Start The records
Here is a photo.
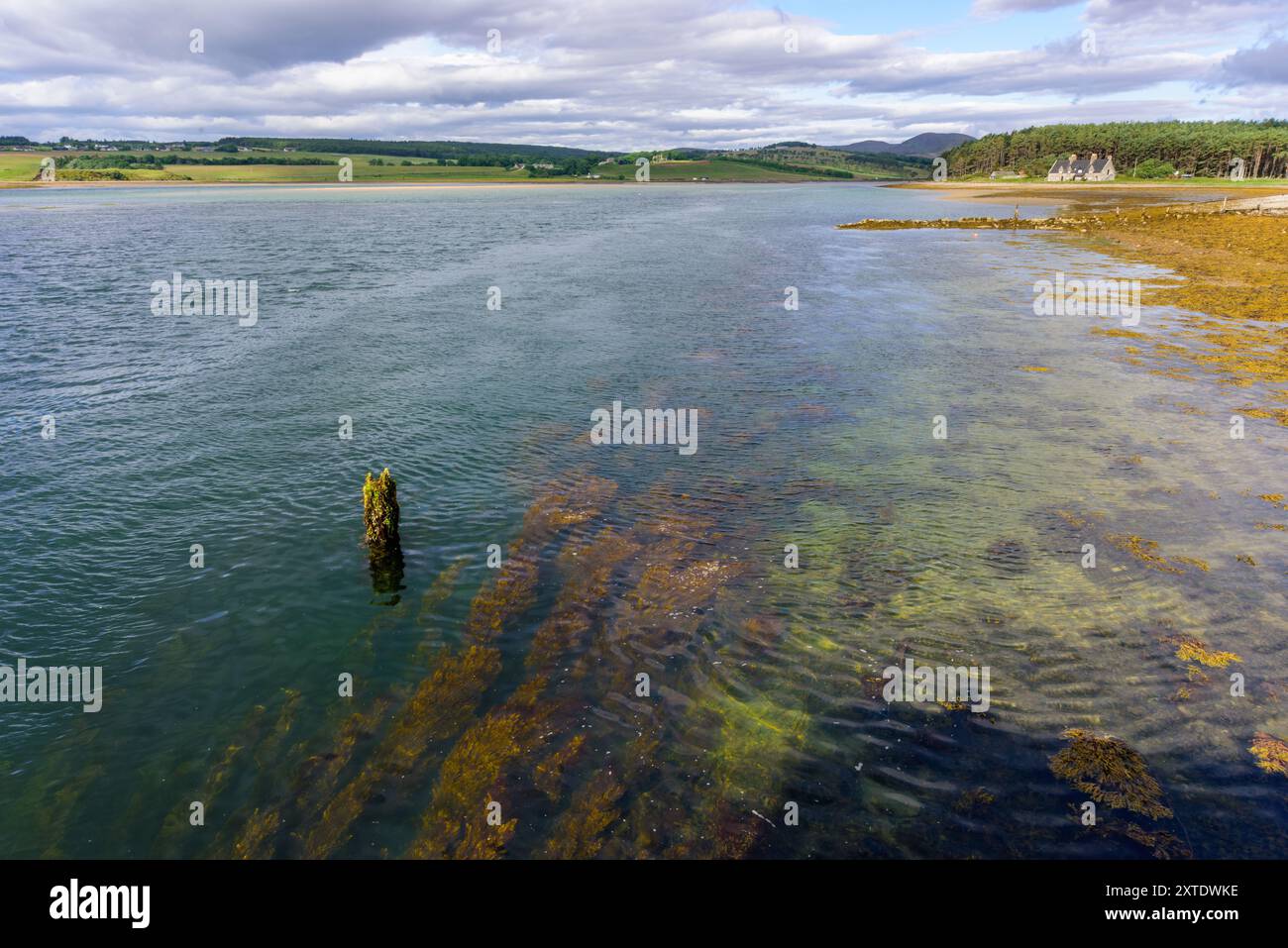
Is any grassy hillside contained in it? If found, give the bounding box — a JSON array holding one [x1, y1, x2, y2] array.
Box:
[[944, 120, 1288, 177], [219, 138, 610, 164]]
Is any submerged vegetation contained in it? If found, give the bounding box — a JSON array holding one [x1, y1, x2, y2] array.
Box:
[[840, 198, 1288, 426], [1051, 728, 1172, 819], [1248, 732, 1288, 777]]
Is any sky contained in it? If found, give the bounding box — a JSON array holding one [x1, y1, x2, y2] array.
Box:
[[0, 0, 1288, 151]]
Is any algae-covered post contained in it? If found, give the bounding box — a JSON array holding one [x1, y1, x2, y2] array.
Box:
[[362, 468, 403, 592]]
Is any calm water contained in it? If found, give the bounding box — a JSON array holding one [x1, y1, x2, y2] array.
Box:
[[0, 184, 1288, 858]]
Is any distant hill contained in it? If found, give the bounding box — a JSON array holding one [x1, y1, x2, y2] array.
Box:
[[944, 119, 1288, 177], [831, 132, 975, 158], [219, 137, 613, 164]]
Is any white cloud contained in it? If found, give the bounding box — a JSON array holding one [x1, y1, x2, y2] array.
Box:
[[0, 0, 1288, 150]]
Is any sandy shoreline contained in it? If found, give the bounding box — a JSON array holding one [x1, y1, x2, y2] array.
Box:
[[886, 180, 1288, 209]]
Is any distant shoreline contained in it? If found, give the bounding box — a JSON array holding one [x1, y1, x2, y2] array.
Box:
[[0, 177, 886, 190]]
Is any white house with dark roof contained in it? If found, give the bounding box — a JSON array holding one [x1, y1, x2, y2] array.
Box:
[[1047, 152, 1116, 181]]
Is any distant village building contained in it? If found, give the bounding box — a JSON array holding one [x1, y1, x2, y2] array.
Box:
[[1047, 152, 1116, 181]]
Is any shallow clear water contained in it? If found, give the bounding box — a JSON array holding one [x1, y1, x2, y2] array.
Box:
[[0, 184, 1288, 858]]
End The records
Start The records
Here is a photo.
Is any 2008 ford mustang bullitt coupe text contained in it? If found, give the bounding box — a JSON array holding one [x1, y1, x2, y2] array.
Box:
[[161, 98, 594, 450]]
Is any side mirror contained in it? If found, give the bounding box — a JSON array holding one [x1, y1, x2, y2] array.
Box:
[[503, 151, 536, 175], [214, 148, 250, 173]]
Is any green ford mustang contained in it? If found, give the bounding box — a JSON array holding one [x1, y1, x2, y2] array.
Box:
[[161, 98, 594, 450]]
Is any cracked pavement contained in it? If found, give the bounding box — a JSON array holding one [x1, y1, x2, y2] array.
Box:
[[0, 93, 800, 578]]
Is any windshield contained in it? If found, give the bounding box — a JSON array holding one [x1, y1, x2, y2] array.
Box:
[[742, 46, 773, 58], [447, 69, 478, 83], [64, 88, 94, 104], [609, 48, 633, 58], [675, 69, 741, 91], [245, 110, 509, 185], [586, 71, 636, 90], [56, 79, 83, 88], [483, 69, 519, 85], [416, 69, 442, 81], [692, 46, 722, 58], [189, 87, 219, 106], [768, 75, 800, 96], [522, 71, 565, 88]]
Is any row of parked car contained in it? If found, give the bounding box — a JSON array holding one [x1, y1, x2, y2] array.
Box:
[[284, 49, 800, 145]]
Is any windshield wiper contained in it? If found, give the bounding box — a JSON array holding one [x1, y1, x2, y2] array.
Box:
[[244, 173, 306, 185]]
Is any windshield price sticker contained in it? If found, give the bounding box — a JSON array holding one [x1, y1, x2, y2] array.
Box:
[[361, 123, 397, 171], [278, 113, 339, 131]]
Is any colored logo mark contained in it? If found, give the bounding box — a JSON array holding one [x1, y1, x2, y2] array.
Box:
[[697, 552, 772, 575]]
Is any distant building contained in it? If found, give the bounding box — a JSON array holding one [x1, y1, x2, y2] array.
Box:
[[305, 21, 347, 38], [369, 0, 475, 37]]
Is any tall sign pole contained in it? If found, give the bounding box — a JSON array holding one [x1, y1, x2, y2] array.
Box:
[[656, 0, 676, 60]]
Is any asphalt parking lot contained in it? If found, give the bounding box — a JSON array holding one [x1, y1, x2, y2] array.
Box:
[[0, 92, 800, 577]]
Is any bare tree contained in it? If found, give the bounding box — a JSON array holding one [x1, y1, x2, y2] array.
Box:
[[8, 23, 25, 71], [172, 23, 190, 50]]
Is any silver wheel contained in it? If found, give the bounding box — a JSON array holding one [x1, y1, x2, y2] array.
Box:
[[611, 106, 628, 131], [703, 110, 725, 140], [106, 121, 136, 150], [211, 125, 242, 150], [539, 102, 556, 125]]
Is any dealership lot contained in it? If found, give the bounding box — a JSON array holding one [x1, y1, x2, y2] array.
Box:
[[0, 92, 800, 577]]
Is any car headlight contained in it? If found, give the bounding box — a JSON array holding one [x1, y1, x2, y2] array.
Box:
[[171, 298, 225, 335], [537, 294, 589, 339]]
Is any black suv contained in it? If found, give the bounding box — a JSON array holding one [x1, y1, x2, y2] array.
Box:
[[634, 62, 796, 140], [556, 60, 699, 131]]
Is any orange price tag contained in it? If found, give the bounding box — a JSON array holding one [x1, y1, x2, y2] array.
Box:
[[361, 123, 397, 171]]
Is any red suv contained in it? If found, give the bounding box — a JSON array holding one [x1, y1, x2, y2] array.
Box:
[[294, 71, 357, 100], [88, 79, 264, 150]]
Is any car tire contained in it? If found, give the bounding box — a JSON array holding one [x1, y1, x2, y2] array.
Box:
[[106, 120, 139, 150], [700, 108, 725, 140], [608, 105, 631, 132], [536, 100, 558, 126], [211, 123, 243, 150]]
End The records
Exercise requirements - Find every line in the data above that contains the word "white", and copy each of those lines out.

Final result -
Is any white cloud contained in it? If found, give the bounding box — a JSON array holding one [x1, y1, x2, y2] array.
Is any white house with dark roof contained in it? If found, give the bounding box — a JSON array holding one [x1, y1, x2, y2] array.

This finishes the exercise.